▶ **Selected extract**:
The Burg Jesberg, a castle built by the noble family of Linsingen in 1241, was later sold to the Archbishopric of Mainz, and along with Naumburg and Fritzlar was one of the Archbishops' main bases in the struggle against the Landgraves of Hesse. In 1723, the Prinzessingarten — Princess's Garden — near Jesberg was built in what is now the Jesberg State Forest. It can still be seen, along with its centrepiece, the Prinzessingarten-Eiche, a big oaktree, although nowadays, little of the actual garden is still preserved.

The small Baroque stately home was built by Maximilian von Hessen, Landgrave Karl von Hessen-Kassel's son — whose four daughters also inspired the Princess's Garden — on the lands near the Treisbach (brook) in the early 18th century.

On 9 June 1922, the historian Hugo Brunner died in Jesberg.

▶ **Problems and tasks**:
1. Decide whether each statement agrees with the text about Jesberg, answering yes or no and quoting the deciding words: (a) The castle was built by the noble family of Linsingen in 1241. (b) Most of the Princess's Garden is still preserved today. (c) The historian Hugo Brunner died in Jesberg in 1922.
2. Carry on the text about Jesberg from its last sentence, keeping its plain, factual style.

▶ **Data section**:
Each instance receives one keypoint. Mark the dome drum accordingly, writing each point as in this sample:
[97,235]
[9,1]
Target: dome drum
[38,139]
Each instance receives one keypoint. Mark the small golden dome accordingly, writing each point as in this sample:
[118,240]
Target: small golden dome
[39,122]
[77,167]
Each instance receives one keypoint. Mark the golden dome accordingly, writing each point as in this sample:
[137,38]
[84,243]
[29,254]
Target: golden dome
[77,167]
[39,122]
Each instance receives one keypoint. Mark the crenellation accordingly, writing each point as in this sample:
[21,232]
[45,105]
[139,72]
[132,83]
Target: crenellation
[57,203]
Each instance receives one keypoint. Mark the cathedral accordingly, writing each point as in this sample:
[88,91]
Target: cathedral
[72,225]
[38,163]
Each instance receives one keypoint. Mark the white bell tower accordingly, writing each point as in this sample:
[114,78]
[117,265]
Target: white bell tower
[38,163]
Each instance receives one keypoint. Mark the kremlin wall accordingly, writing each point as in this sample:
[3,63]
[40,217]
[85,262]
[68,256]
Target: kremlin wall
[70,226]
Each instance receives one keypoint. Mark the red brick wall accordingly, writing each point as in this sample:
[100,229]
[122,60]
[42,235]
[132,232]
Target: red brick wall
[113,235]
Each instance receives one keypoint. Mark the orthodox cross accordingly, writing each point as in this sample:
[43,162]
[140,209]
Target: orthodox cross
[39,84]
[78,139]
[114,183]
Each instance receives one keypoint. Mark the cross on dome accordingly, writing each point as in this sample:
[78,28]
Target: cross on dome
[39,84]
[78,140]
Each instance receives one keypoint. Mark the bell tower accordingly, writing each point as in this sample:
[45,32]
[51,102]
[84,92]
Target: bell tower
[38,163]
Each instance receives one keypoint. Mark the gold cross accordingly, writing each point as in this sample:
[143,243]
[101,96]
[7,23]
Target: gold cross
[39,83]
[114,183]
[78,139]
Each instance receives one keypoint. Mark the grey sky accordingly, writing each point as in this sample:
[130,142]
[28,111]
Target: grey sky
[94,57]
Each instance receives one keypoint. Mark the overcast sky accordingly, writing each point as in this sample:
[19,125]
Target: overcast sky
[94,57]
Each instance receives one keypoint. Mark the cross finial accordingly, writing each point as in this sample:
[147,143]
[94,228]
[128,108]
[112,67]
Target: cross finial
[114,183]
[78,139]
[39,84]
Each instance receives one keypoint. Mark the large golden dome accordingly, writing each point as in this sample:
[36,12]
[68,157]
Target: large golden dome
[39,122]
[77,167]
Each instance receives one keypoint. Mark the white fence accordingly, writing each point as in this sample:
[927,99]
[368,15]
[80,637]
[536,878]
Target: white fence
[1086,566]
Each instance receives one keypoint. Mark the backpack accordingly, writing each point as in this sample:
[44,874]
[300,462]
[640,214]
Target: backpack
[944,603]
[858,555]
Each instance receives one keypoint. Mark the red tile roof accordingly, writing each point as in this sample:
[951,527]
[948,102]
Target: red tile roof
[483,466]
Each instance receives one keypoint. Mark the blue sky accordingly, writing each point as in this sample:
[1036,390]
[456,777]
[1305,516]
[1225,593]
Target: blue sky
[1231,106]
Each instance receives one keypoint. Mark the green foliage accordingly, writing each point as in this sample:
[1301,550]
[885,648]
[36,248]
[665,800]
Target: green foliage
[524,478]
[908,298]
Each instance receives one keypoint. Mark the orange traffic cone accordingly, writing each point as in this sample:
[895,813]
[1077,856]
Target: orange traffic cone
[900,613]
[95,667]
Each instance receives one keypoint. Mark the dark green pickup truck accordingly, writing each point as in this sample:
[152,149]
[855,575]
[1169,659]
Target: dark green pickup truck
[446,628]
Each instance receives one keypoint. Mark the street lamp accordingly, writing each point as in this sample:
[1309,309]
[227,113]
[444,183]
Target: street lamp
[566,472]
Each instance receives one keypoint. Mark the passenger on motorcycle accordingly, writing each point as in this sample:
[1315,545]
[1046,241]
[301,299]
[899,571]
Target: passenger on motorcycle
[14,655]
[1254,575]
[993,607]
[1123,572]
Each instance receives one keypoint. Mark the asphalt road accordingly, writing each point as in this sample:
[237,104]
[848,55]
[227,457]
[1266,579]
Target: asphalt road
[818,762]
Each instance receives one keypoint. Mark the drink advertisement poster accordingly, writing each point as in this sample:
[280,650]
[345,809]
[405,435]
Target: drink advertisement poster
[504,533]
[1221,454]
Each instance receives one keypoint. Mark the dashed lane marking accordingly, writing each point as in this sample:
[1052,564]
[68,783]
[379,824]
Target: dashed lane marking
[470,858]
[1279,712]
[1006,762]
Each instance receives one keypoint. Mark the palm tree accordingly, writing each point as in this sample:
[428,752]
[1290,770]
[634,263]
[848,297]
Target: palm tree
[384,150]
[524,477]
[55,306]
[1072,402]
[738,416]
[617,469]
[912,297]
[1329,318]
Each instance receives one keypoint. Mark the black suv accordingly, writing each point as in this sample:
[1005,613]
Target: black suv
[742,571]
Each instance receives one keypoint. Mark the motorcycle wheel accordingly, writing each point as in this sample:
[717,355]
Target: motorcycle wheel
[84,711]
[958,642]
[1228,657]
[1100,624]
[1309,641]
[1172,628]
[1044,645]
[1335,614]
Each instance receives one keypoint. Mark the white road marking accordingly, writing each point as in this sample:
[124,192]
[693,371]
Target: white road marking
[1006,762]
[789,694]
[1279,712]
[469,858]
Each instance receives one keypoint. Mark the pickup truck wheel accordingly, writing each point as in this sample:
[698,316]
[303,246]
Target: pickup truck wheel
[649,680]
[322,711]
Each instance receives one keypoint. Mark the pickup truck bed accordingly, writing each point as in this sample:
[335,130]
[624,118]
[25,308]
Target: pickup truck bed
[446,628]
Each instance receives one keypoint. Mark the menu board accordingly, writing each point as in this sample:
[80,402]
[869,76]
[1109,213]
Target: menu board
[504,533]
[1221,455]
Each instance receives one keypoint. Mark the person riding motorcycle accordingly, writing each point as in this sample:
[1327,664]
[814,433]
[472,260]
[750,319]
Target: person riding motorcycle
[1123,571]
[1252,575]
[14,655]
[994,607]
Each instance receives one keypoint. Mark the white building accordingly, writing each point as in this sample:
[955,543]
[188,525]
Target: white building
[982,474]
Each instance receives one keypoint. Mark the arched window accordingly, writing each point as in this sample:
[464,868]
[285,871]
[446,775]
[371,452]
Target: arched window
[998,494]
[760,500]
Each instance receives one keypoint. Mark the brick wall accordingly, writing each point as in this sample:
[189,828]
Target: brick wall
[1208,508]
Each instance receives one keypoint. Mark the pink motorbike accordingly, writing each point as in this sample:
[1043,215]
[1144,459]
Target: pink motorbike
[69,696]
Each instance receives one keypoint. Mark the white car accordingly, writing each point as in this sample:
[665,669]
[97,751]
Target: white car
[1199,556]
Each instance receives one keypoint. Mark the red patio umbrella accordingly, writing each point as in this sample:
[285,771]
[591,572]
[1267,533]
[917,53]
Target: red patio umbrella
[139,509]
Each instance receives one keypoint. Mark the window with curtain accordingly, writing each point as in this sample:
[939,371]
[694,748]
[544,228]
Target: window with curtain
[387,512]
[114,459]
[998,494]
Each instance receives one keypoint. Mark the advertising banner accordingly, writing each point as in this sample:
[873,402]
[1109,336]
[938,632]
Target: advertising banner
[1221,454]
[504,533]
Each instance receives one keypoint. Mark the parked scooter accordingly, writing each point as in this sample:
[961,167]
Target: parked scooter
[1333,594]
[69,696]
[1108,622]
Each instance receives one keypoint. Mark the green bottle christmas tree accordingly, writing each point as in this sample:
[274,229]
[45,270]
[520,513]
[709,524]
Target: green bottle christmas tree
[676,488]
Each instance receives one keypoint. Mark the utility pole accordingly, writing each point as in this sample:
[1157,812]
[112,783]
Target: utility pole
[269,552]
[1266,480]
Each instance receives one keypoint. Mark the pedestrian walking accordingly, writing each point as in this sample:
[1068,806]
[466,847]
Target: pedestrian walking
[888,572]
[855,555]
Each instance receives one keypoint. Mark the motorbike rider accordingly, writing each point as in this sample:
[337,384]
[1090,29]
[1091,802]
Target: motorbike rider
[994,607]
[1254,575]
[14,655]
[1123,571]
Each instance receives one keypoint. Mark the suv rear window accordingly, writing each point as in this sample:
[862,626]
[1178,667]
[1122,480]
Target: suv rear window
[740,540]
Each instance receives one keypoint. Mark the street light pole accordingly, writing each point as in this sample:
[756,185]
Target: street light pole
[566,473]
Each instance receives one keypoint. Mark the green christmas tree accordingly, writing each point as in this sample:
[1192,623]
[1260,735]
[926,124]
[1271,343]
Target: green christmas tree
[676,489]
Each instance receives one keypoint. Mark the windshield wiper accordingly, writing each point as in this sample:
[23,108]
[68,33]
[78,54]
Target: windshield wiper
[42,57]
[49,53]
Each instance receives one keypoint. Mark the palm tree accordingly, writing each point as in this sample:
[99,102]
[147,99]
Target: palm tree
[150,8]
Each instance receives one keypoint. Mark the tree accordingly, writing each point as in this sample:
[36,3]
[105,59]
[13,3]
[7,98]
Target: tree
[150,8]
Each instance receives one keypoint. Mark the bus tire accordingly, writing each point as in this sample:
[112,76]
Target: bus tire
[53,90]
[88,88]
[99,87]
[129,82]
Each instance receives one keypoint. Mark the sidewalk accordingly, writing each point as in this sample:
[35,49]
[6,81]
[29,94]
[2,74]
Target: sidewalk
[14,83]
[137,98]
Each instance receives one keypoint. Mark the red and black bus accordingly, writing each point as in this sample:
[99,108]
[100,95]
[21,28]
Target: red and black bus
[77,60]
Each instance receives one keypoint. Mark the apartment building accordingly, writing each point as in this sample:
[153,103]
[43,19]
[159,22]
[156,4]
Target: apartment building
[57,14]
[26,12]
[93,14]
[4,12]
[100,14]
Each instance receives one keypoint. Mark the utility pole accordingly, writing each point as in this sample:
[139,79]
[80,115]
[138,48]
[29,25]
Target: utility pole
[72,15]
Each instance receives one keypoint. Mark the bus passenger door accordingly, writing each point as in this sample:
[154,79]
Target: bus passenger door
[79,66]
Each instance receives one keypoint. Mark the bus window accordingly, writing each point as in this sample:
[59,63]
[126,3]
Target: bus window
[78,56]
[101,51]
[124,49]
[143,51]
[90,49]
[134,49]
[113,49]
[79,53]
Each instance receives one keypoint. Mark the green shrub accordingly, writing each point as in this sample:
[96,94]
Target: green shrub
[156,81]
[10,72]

▶ **Results for the exercise**:
1.
(a) Yes: "a castle built by the noble family of Linsingen in 1241"
(b) No: "nowadays, little of the actual garden is still preserved"
(c) Yes: "On 9 June 1922, the historian Hugo Brunner died in Jesberg."

2.
==Politics==

As of the municipal elections on 26 March 2006, seats on municipal council are apportioned thus:
- SPD: 8 seats
- CDU: 5 seats
- UWG: 1 seat
- Greens: 1 seat
Note: UWG is a citizens'/voters' coalition.

==Public institutions==
There are a primary school and a library.

===Sport and leisure facilities===
The community has a forest lore path, a campsite, a leisure centre, two barbecue areas with barbecue huts, a heated outdoor swimming pool, a sporting ground, a wading pool, five children's playgrounds, three tennis courts, a soccer pitch, two minigolf courses and skittle alleys.